=== Entries provided ===

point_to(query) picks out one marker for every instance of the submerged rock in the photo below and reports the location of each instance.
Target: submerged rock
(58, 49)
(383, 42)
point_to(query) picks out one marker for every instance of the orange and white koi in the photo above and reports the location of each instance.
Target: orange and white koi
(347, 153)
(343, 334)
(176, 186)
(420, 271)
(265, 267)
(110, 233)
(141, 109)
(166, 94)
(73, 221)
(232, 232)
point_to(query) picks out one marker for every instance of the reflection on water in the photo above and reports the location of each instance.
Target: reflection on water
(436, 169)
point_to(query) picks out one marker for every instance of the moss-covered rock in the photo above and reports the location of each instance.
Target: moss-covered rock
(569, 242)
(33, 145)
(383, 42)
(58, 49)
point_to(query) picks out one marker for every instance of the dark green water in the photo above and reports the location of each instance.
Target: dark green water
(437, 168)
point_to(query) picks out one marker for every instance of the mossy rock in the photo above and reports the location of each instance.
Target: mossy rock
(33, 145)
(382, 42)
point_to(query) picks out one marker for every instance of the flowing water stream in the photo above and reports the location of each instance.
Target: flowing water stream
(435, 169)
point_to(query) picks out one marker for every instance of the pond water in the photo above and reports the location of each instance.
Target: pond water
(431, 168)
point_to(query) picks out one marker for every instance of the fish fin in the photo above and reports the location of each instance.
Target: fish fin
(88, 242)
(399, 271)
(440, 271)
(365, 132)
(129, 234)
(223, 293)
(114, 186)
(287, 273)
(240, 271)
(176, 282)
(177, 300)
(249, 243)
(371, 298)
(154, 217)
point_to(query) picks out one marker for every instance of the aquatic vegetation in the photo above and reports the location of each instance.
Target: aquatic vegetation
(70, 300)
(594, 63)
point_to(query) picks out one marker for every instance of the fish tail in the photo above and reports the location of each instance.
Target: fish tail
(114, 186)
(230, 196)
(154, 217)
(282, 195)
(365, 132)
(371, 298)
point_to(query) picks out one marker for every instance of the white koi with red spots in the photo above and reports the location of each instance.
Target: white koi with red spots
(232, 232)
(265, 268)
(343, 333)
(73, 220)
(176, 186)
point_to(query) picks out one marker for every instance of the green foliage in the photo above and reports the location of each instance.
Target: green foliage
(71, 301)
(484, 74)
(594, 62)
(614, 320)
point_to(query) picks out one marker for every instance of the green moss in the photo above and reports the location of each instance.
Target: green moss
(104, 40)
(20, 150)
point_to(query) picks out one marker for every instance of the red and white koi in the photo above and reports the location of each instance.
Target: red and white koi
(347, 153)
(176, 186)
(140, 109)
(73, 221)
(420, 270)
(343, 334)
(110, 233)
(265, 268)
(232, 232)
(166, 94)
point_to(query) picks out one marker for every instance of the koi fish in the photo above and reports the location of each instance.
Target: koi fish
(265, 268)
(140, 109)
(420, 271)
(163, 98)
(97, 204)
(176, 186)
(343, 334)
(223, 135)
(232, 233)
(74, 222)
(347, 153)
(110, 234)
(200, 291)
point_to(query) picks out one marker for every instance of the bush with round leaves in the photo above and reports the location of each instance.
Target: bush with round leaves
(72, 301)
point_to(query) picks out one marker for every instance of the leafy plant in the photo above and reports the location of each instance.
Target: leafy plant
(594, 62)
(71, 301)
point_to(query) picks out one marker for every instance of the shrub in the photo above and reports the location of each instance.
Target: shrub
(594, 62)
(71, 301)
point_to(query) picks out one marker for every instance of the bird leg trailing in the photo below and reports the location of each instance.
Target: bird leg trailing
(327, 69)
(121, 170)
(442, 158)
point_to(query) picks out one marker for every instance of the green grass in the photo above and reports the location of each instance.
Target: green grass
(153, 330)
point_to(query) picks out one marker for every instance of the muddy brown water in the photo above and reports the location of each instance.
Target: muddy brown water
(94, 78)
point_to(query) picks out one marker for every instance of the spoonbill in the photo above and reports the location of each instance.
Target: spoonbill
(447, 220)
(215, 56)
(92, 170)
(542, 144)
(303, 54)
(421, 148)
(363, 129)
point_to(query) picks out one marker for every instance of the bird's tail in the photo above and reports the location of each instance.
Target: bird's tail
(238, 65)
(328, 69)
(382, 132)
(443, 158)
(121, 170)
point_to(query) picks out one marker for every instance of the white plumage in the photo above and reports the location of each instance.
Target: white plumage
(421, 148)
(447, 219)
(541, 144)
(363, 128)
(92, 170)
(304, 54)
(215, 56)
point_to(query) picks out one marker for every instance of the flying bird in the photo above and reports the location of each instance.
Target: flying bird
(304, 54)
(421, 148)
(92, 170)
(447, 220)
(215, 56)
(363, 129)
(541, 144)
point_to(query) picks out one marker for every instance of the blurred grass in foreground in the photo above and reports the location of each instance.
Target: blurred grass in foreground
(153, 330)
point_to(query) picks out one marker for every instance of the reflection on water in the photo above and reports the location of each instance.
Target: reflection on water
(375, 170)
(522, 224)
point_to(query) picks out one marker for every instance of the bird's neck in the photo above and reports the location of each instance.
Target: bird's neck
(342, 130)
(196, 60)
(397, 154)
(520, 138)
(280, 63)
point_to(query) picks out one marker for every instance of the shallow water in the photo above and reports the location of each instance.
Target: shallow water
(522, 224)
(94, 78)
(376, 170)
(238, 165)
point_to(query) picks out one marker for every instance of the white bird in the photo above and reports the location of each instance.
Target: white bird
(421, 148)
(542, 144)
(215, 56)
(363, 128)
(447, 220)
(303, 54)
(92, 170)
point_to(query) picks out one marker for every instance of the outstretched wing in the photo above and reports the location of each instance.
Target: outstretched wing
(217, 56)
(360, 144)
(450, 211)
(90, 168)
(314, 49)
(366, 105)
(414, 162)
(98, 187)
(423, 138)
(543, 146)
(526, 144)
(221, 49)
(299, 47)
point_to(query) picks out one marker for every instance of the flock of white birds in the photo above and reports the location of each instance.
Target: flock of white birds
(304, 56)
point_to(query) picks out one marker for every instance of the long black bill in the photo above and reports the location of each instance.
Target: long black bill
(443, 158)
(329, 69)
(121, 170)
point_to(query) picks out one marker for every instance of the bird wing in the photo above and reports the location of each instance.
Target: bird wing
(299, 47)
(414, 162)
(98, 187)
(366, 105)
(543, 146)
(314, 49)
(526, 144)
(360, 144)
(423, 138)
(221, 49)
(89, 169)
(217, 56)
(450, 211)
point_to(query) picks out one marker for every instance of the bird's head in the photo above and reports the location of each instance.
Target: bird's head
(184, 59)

===
=== Entries provided ===

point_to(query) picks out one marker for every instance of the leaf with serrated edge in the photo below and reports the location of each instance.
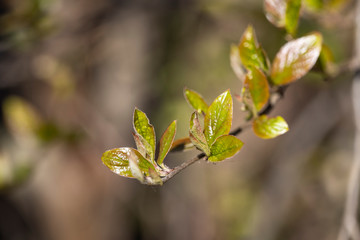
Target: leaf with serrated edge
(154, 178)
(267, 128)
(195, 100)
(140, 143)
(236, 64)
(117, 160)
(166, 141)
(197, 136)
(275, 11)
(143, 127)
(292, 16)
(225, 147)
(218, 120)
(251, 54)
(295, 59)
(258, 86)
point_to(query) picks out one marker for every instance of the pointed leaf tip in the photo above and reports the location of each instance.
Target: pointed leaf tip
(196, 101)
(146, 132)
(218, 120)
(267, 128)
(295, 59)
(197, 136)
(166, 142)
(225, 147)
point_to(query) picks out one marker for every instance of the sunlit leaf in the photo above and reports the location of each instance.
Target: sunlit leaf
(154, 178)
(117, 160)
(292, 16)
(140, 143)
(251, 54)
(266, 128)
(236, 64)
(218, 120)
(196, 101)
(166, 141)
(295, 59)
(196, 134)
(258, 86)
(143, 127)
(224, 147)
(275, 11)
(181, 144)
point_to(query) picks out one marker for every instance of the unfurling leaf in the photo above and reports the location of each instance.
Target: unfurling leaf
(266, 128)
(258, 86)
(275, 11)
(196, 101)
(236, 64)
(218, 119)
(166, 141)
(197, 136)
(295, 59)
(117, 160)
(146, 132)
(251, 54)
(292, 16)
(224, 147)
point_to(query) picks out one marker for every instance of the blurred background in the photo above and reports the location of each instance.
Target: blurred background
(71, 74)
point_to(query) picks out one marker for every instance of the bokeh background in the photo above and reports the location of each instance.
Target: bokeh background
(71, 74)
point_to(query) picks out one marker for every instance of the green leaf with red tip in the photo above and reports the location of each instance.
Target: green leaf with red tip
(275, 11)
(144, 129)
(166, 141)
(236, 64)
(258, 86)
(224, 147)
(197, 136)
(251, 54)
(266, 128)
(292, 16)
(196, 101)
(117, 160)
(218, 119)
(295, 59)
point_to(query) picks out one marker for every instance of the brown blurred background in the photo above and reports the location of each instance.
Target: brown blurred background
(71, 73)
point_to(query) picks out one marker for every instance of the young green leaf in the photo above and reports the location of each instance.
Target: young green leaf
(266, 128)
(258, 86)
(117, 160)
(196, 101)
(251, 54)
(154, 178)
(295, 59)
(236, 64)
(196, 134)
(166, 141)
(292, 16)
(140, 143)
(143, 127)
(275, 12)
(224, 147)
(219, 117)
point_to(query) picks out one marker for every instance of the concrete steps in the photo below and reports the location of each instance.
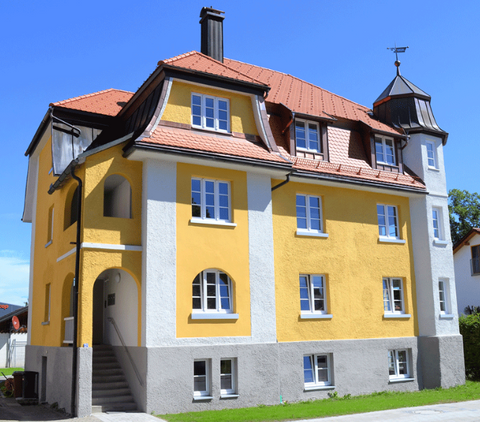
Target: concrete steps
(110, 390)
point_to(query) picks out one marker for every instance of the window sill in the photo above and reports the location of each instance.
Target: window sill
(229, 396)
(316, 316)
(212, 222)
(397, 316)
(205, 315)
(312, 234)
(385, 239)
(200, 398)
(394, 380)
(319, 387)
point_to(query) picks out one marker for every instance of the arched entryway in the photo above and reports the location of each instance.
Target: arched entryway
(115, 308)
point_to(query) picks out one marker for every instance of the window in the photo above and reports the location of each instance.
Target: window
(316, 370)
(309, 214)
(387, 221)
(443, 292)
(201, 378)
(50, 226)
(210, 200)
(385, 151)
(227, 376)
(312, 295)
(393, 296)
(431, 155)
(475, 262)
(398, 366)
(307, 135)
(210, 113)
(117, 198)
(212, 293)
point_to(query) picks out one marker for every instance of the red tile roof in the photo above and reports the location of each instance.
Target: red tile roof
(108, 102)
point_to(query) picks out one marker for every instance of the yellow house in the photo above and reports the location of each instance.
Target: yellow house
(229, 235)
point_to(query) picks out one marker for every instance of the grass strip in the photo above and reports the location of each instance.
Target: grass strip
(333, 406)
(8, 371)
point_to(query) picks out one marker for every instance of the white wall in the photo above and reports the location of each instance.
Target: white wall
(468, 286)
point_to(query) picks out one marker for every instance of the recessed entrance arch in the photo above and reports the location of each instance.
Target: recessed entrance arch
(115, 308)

===

Exercise description
Select every line of the material above that contains the word "spoonbill".

The response
point_to(query) picks out one marker for every instance of the spoonbill in the photo above and reports the location of each instance.
Target: spoonbill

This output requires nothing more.